Task. Repeat the listing below line for line, with no changes.

Entries taken from a collection
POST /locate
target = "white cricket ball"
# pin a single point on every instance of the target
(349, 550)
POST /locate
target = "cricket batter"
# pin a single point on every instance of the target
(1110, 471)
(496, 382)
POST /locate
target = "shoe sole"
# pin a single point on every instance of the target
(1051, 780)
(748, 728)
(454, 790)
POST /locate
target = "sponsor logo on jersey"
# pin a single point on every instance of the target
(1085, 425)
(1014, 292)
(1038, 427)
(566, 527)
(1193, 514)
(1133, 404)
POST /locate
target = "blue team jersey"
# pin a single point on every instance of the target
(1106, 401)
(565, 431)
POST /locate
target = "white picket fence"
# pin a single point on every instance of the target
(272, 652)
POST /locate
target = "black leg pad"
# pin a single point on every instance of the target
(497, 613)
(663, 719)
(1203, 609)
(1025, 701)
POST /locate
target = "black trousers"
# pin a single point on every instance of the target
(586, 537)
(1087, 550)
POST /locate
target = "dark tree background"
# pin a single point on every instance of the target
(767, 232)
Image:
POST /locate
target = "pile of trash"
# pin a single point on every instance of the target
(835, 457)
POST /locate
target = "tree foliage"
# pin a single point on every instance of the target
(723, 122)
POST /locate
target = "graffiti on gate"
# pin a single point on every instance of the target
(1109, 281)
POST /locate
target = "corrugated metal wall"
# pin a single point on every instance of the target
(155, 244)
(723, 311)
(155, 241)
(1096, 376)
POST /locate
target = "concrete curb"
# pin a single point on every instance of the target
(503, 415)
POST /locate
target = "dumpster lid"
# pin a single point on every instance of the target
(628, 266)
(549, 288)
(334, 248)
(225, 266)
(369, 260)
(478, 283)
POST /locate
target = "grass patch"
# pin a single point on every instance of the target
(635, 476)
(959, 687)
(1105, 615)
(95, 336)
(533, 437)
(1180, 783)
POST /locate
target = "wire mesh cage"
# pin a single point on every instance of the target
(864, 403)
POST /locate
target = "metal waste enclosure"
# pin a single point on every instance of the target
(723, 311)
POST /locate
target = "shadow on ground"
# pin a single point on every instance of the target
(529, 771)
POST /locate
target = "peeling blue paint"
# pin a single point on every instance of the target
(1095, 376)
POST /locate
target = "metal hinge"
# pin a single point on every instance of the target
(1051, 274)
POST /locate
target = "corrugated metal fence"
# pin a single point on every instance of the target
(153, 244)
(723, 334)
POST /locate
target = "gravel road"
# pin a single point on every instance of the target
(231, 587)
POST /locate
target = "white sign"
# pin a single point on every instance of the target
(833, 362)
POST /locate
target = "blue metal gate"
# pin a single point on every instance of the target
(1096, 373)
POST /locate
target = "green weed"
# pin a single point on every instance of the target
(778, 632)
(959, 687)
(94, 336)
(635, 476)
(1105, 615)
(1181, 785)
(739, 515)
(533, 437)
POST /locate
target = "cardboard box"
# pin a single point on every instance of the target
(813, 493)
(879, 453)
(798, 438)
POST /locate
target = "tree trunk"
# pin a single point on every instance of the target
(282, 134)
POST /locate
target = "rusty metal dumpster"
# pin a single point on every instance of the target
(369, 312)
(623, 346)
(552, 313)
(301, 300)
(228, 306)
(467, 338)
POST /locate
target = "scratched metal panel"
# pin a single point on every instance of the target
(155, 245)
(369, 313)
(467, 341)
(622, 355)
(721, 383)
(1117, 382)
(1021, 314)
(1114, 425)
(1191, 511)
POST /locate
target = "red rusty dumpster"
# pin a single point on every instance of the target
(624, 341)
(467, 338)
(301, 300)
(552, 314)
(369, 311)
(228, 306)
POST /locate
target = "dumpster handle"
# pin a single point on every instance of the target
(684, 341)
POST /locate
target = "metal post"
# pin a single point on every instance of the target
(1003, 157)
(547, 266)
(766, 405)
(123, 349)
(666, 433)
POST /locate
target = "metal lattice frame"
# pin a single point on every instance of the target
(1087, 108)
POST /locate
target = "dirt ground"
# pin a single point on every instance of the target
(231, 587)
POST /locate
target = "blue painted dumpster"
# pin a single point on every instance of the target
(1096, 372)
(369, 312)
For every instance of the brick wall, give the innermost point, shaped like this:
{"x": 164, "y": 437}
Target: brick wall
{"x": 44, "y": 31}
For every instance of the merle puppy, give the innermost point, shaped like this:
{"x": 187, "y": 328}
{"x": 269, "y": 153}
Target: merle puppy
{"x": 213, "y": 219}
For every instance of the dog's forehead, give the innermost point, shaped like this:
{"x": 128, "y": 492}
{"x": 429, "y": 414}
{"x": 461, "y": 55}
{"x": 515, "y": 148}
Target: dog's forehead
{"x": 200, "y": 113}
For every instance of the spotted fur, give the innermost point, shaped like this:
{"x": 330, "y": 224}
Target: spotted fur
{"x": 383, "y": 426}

Written response.
POST /locate
target = "white cricket ball"
# pin a single point on every instance of the target
(349, 550)
POST /locate
target = "cricket batter"
# pin a single point on every instance of the target
(1110, 471)
(496, 382)
POST /locate
target = "shoe sole"
# pin a single point on every instance of the target
(1051, 780)
(748, 728)
(454, 790)
POST /locate
target = "sponsor logo on jersey"
# pin a single point on every instance of the target
(1085, 425)
(1014, 292)
(1038, 427)
(566, 527)
(1193, 514)
(1133, 404)
POST /locate
target = "blue team jersey"
# pin a single point on every instance of the target
(1106, 401)
(565, 431)
POST /locate
target = "white picket fence"
# pin a single point on every instance of the target
(272, 652)
POST /locate
target = "black leg pad"
# pin a single point on every instance of the target
(497, 613)
(663, 719)
(1203, 609)
(1025, 701)
POST /locate
target = "black trousers"
# pin a single point on every instance of the target
(586, 537)
(1087, 550)
POST /locate
target = "dark tree background"
# pin a single point on every instance of the target
(767, 232)
Image:
POST /locate
target = "pile of trash"
# pin a single point on every instance of the target
(835, 457)
POST /locate
target = "tree foliage"
# pin a single point on every instance of the target
(723, 122)
POST /locate
target = "graffiti on gate"
# pin a single point on every instance of the target
(1109, 281)
POST /locate
target = "corrugated metal wall"
# pin a single point on every instance of the target
(155, 244)
(723, 311)
(155, 241)
(1096, 376)
POST /locate
target = "concrete curb"
# pin a single point on every instance of the target
(503, 415)
POST /locate
target = "dumpster lid"
# pin a single point on every instance of the target
(628, 266)
(549, 288)
(334, 248)
(225, 266)
(369, 260)
(478, 283)
POST /locate
target = "grass patch"
# pin a single point on every instance of the target
(635, 476)
(959, 687)
(1105, 615)
(95, 336)
(533, 437)
(1180, 783)
POST /locate
target = "wire mesh cage"
# pin a single point on every instance of the target
(864, 403)
POST /locate
target = "metal waste enclosure"
# pin a single point on every instance of the target
(723, 311)
POST /locate
target = "shadow on ground"
# pin a single point on every instance of the target
(529, 771)
POST /locate
target = "peeling blue paint"
# pin a single point on every instance of the target
(1095, 376)
POST /locate
target = "metal hinge"
# pin a single point on every instance of the target
(1051, 274)
POST /locate
target = "corrugated metal fence"
# pin a single point on every instance of the target
(153, 244)
(723, 334)
POST /locate
target = "gravel road"
# pin a single point on every instance of the target
(231, 587)
POST /locate
target = "white sign"
# pin a single point on every instance of the target
(833, 362)
POST /locate
target = "blue metal gate"
# pin a single point on every instance of the target
(1096, 373)
POST /locate
target = "green weed"
# pin a single point on every instance of the target
(778, 632)
(959, 687)
(94, 336)
(635, 476)
(1105, 615)
(1181, 785)
(739, 515)
(533, 437)
POST /locate
target = "cardboard box"
# pin a single point on every instance of the target
(813, 493)
(879, 453)
(798, 438)
POST /locate
target = "tree trunk"
# pin a single point on every instance of the target
(282, 134)
POST /locate
target = "rusty metal dumpster"
# pin a single point on every instance of the target
(369, 312)
(623, 346)
(552, 313)
(301, 300)
(228, 306)
(467, 338)
POST /locate
target = "scratched metal panel"
# pin a single point on every instance of the target
(155, 245)
(369, 313)
(467, 341)
(622, 355)
(721, 383)
(1117, 382)
(1021, 314)
(1114, 425)
(1191, 511)
POST /locate
target = "red rusty dumpster"
# pin a single point on every instance of the target
(624, 341)
(467, 338)
(301, 300)
(552, 314)
(369, 311)
(228, 306)
POST /locate
target = "dumpster handle"
# pin a single point on every instance of the target
(684, 341)
POST /locate
target = "metal post"
# pin a single point on every instance of the target
(1003, 157)
(547, 266)
(766, 405)
(123, 349)
(666, 433)
POST /locate
target = "metal lattice frame"
# pin a single point on every instance of the target
(1087, 108)
POST /locate
target = "dirt ground"
# pin a single point on every instance of the target
(231, 587)
POST /locate
target = "blue painted dumpster"
# pin a single point on every instance of the target
(1096, 372)
(369, 312)
For every instance of the brick wall, give the innermost point, shaped like this:
{"x": 164, "y": 437}
Target: brick wall
{"x": 44, "y": 31}
For every instance of the merle puppy, give the innermost point, shaped like this:
{"x": 187, "y": 328}
{"x": 269, "y": 153}
Target: merle puppy
{"x": 213, "y": 219}
For every instance of the dog's forehead, give the innermost point, shaped like this:
{"x": 128, "y": 492}
{"x": 429, "y": 414}
{"x": 461, "y": 55}
{"x": 515, "y": 148}
Target: dog's forehead
{"x": 200, "y": 113}
For every instance of the spotted fur, give the innermost point, shaped like this:
{"x": 330, "y": 224}
Target: spotted fur
{"x": 383, "y": 426}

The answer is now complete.